● Task to complete: Your task is to write out the lines from the line containing "pixel 326 34" through the last line of the material, exactly.

● Material provided:
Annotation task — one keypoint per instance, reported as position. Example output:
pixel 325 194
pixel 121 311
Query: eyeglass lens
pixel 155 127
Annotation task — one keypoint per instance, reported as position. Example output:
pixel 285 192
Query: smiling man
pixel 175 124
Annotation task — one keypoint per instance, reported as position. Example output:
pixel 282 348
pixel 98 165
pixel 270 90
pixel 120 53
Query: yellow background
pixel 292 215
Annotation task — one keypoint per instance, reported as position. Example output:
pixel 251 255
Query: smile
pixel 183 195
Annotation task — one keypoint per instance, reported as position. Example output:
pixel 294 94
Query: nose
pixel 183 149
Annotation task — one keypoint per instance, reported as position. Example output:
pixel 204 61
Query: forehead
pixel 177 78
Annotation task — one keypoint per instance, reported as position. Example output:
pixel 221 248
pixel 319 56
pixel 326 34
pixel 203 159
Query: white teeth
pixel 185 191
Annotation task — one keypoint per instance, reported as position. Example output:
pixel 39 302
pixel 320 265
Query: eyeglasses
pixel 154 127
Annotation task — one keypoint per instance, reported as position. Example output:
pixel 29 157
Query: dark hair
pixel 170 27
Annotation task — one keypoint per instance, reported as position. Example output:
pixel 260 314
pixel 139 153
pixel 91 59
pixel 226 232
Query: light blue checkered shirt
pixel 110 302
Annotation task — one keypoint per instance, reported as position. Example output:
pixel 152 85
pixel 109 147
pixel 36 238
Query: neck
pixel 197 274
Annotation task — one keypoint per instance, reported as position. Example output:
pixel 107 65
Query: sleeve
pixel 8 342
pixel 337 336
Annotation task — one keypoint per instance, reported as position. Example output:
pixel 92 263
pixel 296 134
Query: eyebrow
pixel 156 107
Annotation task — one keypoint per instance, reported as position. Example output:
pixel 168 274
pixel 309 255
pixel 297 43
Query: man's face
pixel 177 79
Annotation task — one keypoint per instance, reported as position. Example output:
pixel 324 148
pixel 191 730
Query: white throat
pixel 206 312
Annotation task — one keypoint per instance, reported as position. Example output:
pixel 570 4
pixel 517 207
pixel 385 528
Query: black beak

● Reply:
pixel 326 34
pixel 203 159
Query: white teeth
pixel 185 191
Annotation task — one keypoint per instance, reported as position. Example output:
pixel 39 302
pixel 320 265
Query: eyeglasses
pixel 154 127
Annotation task — one keypoint per instance, reported as position. Example output:
pixel 29 157
Query: dark hair
pixel 170 27
Annotation task — one keypoint per instance, reported as position. Example output:
pixel 260 314
pixel 139 153
pixel 91 59
pixel 226 232
Query: light blue checkered shirt
pixel 110 302
Annotation task — one keypoint per instance, reported as position. Example output:
pixel 152 85
pixel 109 147
pixel 36 238
Query: neck
pixel 197 274
Annotation task — one keypoint per instance, reported as position. Example output:
pixel 107 65
Query: sleeve
pixel 8 342
pixel 337 336
Annotation task — one keypoint per instance, reported as position. Example output:
pixel 92 263
pixel 296 134
Query: eyebrow
pixel 156 107
Annotation task — one keypoint per instance, reported as position. Example output:
pixel 168 274
pixel 309 255
pixel 297 43
Query: man's face
pixel 177 79
Annotation task — one keypoint per instance, reported as position. Example output:
pixel 324 148
pixel 191 730
Query: white throat
pixel 206 312
Annotation task — one keypoint per instance, reported as position. Example output:
pixel 570 4
pixel 517 207
pixel 385 528
Query: black beak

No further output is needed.